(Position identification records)

──────────

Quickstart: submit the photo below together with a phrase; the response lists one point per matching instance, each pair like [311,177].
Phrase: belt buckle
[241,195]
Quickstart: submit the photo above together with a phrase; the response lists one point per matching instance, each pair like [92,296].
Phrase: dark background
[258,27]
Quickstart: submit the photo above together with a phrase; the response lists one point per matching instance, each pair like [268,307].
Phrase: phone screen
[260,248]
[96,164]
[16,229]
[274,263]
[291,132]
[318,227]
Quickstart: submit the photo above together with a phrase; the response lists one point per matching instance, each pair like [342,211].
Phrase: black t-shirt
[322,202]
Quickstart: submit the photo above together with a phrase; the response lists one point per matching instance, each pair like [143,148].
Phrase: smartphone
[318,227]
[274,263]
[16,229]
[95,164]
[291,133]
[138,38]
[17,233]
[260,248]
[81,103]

──────────

Rewrite the part of the material that opens with the line containing "pair like [268,307]." and runs through the end of the material, changing "phone screen" to "mobile display" and leaving everything else as it is.

▶ **Task answer**:
Quickstart: submit the photo above together with a phrase; the response lists one point per matching instance, each pair like [268,307].
Phrase: mobile display
[260,248]
[96,164]
[16,229]
[274,263]
[291,132]
[318,227]
Quickstart: submit the photo above together with a phrase; the response lists one point per matching instance, each pair like [342,211].
Phrase: black t-shirt
[322,202]
Quickstart: submit the photo above together with a phrase; the response lists one point per matching instance, each pair like [143,148].
Phrase: smartphone
[318,227]
[274,263]
[16,229]
[95,164]
[291,133]
[138,38]
[17,233]
[260,248]
[81,103]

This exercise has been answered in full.